=== Section Start ===
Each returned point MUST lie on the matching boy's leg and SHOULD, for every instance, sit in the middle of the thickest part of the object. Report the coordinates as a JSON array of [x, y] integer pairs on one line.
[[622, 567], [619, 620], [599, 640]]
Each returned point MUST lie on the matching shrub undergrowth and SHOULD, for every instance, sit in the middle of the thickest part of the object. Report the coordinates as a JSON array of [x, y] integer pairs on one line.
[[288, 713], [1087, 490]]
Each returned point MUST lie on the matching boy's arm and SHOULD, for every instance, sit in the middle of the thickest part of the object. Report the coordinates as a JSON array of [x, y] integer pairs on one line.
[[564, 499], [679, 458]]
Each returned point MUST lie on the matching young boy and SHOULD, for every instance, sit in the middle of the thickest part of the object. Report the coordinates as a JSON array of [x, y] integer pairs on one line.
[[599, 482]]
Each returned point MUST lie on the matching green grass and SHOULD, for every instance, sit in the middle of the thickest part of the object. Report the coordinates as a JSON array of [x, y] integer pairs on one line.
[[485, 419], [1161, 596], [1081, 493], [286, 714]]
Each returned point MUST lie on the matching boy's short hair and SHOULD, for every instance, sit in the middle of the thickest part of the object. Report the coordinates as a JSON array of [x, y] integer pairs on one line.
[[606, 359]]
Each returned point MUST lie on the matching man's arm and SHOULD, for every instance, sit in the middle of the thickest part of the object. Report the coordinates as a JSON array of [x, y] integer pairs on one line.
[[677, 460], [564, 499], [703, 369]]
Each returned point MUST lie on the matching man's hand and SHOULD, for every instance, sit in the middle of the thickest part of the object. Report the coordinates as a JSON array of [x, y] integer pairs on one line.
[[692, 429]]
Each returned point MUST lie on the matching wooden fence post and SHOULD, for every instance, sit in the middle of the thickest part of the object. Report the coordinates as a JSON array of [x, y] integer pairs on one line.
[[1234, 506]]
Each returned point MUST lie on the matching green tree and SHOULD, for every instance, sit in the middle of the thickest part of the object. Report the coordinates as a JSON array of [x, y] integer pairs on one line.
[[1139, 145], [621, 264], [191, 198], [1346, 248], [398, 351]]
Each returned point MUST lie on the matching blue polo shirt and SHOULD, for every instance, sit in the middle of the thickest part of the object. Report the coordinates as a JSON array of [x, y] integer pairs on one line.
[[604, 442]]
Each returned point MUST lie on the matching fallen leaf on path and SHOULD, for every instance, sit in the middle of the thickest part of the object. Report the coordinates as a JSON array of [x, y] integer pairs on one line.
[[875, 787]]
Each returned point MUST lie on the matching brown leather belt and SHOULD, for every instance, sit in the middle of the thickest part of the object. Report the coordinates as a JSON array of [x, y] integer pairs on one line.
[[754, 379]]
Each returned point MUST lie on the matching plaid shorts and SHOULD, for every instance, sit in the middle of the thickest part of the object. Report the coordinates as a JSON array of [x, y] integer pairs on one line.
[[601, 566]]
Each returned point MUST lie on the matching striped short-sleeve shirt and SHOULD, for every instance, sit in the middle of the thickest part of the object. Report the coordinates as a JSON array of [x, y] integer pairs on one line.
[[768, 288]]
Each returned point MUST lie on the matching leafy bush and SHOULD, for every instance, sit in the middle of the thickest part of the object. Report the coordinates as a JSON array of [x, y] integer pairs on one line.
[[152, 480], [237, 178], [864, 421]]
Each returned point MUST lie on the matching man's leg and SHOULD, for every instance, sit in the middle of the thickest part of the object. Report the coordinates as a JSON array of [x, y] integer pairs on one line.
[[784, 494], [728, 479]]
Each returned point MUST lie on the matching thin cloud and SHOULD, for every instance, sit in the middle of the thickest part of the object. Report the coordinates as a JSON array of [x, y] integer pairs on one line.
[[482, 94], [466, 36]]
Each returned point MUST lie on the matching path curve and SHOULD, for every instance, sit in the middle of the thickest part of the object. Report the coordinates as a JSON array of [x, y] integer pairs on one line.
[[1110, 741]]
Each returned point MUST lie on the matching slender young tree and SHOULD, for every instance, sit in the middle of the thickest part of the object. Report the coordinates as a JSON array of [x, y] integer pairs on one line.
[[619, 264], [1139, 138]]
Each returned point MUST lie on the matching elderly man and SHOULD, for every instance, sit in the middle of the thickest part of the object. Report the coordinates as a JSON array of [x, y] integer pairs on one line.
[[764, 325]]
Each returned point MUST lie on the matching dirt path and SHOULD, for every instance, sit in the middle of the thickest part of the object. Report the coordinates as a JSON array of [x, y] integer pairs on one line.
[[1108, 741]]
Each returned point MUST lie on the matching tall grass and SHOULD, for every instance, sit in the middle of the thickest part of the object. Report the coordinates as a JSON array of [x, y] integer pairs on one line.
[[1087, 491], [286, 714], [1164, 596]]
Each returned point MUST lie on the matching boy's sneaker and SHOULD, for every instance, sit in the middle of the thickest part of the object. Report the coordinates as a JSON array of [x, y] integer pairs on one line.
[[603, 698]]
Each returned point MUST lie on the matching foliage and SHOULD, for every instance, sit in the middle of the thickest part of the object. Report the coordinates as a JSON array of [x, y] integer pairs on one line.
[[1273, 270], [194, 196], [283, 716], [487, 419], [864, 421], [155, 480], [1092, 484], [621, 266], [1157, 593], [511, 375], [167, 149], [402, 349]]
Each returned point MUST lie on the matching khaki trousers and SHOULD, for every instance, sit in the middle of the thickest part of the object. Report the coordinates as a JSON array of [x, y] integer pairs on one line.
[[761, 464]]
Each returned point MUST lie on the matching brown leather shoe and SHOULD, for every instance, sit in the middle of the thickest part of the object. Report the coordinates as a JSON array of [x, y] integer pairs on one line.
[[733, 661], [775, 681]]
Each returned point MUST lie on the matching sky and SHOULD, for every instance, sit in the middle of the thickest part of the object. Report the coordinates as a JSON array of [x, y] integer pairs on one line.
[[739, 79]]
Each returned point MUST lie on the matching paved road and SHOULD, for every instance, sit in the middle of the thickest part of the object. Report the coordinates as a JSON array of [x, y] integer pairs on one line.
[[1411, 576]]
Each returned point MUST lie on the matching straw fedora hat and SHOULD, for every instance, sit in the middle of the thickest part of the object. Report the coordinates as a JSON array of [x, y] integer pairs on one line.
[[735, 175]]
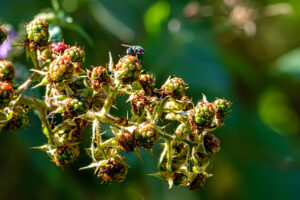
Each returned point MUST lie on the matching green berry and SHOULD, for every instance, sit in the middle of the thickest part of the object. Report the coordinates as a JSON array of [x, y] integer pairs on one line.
[[211, 143], [76, 106], [6, 94], [60, 69], [113, 170], [127, 140], [3, 34], [198, 181], [19, 119], [203, 114], [146, 135], [38, 32], [99, 77], [141, 102], [75, 54], [7, 70], [65, 155], [147, 82], [174, 87], [128, 69], [222, 108]]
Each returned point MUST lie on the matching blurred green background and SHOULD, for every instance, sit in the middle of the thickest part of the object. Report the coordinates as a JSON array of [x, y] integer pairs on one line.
[[244, 50]]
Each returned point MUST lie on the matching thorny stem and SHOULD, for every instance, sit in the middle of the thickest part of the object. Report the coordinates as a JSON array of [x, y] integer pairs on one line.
[[188, 158], [159, 110], [95, 127], [34, 58], [168, 137], [36, 103], [108, 102], [96, 136], [169, 164], [46, 127]]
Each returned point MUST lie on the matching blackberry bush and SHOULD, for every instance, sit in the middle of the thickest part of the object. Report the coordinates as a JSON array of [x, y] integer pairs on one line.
[[76, 98], [7, 70], [3, 34]]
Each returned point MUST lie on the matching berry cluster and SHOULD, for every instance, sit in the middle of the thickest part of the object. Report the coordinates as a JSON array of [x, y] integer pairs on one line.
[[76, 98]]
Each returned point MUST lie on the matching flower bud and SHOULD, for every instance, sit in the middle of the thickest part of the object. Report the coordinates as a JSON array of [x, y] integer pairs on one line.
[[7, 70], [198, 181], [174, 87], [211, 143], [113, 170], [75, 54], [60, 69], [99, 77], [141, 103], [128, 69], [3, 34], [58, 48], [201, 116], [19, 119], [6, 94], [37, 33], [147, 82], [222, 108], [76, 106], [65, 155], [146, 135], [127, 140]]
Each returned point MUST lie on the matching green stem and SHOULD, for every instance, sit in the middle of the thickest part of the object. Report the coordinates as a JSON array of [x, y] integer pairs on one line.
[[159, 110], [188, 158], [109, 101], [171, 137], [45, 126], [36, 103], [169, 160], [34, 58]]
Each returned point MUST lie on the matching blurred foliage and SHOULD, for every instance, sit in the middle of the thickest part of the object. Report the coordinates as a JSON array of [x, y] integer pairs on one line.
[[246, 51]]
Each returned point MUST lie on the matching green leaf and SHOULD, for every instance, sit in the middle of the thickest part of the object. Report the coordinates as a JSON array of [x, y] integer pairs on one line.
[[289, 64]]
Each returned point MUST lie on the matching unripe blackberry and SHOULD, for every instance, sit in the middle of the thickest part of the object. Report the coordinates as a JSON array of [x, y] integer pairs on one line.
[[202, 115], [7, 70], [99, 77], [113, 170], [127, 140], [222, 108], [147, 82], [3, 34], [65, 155], [75, 54], [146, 135], [19, 119], [128, 68], [6, 94], [141, 103], [58, 48], [60, 69], [198, 181], [211, 143], [76, 106], [37, 32], [174, 87]]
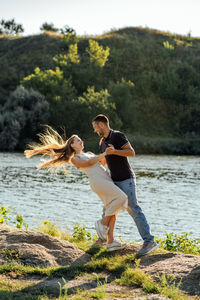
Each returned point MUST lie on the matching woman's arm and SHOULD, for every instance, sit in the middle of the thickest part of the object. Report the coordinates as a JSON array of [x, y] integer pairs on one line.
[[81, 163]]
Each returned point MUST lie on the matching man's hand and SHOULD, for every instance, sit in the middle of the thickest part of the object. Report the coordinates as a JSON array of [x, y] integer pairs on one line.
[[126, 150], [110, 149]]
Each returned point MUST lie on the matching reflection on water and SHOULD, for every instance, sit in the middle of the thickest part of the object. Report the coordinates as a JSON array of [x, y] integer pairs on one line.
[[168, 191]]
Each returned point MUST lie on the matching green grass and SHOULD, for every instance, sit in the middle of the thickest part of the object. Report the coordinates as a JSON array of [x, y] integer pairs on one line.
[[123, 270]]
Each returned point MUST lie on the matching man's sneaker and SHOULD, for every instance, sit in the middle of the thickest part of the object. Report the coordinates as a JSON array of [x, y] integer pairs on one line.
[[101, 229], [147, 248], [99, 243], [115, 245]]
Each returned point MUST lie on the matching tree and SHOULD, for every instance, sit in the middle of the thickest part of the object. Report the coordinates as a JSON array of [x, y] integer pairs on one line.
[[98, 55], [48, 27], [10, 27], [67, 30]]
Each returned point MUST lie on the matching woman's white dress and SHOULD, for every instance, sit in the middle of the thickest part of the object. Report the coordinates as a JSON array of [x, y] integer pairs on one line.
[[114, 199]]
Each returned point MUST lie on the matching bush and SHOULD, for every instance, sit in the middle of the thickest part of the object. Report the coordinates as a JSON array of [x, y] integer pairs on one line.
[[21, 118]]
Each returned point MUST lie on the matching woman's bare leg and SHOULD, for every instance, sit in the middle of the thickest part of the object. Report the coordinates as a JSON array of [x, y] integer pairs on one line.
[[106, 220], [110, 236], [110, 222]]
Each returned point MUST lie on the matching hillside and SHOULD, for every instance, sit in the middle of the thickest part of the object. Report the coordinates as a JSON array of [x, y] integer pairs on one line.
[[153, 79]]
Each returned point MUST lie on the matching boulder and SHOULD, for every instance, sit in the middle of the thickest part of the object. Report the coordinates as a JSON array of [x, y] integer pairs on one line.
[[38, 249]]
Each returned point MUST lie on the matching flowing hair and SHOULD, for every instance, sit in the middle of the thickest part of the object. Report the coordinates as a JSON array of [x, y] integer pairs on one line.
[[52, 145]]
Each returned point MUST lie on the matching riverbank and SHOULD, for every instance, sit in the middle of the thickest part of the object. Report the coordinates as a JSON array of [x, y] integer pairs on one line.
[[79, 271]]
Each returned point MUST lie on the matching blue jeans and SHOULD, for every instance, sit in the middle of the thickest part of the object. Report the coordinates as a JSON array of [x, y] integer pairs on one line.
[[128, 186]]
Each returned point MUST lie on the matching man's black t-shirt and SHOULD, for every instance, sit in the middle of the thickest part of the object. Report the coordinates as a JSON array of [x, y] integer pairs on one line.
[[119, 166]]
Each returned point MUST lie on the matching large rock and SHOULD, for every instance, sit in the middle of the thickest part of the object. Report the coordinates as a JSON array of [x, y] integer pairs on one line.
[[35, 248]]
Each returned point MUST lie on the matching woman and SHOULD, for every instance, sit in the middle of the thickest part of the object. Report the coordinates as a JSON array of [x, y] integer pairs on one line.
[[71, 151]]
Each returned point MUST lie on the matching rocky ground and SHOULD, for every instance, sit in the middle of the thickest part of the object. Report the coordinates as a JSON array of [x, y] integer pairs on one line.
[[38, 249]]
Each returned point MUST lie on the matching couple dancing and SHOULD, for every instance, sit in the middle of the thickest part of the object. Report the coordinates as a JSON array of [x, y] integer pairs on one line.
[[117, 190]]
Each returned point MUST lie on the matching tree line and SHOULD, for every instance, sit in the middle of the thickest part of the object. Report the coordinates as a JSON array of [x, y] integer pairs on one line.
[[147, 82]]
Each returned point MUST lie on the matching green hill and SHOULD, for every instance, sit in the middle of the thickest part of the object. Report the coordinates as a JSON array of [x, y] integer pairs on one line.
[[152, 78]]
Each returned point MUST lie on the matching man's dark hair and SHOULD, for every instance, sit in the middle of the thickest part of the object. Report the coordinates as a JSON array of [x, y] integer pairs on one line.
[[101, 118]]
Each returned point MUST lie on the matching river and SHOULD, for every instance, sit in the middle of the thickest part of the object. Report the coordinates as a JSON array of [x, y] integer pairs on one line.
[[168, 190]]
=== Section End ===
What the task requires: I need exact copies of the lines from the one holding "Each returned point MUST lie on the matching rocky" through the end of the records above, and nothing beyond them.

Expected answer:
Each returned point MUST lie on the matching rocky ground and SHOULD, for every instance, sit in the middle of the thickest part of the object. Report the coordinates as a JSON array of [x, y] integer pairs on one line.
[[38, 249]]
Each returned point MUST lie on the matching couple dancing and SHOULD, for every instance, sit in the middle of the thickest part of the object. Report the coordinates as a JSON array of [x, y] integer pairs on one line.
[[117, 190]]
Each returned point MUST lie on the matching tree line and SHOULD, for every instance, sit in the middle of the thickest part of the object. Report the coordinates as a JSON array of [x, y] integer pairs on one line.
[[147, 82]]
Each returned point MUST lie on the matching green hill and SHOULD, for every instance, sit in the middle of the thickest part of the object. Report the coordinates as a JSON array of [x, y] integer pairs on one line.
[[152, 78]]
Each returned point MUST lie on the matching man's dark hair and SHOULD, for every instance, sit in the middle of the thickest part of the object. Report the coordinates as a JSON array of [x, y] integer pairs on one line.
[[101, 118]]
Each returned point MUST lie on the matching river and SHOULD, for every instance, sit in the middle of the thickest part of the object. Report the coordinates as a JSON array of [x, y] integer pairs on one line.
[[168, 190]]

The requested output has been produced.